## TASK DIRECTIONS
Change "snow-covered bank" to "frozen riverbank" in the stretch from the start of the listing through the line containing "Outline every instance", and write those lines out again with nothing else altered. Leave the pictures out of your answer.

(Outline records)
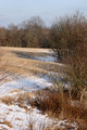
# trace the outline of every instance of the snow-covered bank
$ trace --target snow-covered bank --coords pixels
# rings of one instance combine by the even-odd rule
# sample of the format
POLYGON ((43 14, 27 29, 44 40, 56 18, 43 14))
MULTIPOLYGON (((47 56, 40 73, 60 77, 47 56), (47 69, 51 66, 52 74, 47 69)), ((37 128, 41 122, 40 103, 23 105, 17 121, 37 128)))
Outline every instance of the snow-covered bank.
POLYGON ((4 82, 0 87, 0 96, 4 96, 7 94, 10 94, 10 91, 14 89, 22 89, 26 91, 36 91, 39 89, 44 89, 47 87, 51 87, 52 83, 49 81, 48 77, 37 77, 37 76, 30 76, 28 78, 24 78, 22 76, 18 77, 18 79, 4 82))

## TASK SOLUTION
# trace the outline of every instance of the frozen riverbank
$ trace --target frozen riverbank --coords pixels
# rings of one instance combine by the even-odd rule
# sample of the format
POLYGON ((43 14, 27 29, 44 40, 56 18, 43 14))
MULTIPOLYGON (((47 56, 40 73, 60 77, 47 56), (47 69, 51 66, 52 74, 47 69)), ((37 128, 41 122, 40 103, 23 105, 17 121, 37 128)))
Outline every instance of the frozen riverbank.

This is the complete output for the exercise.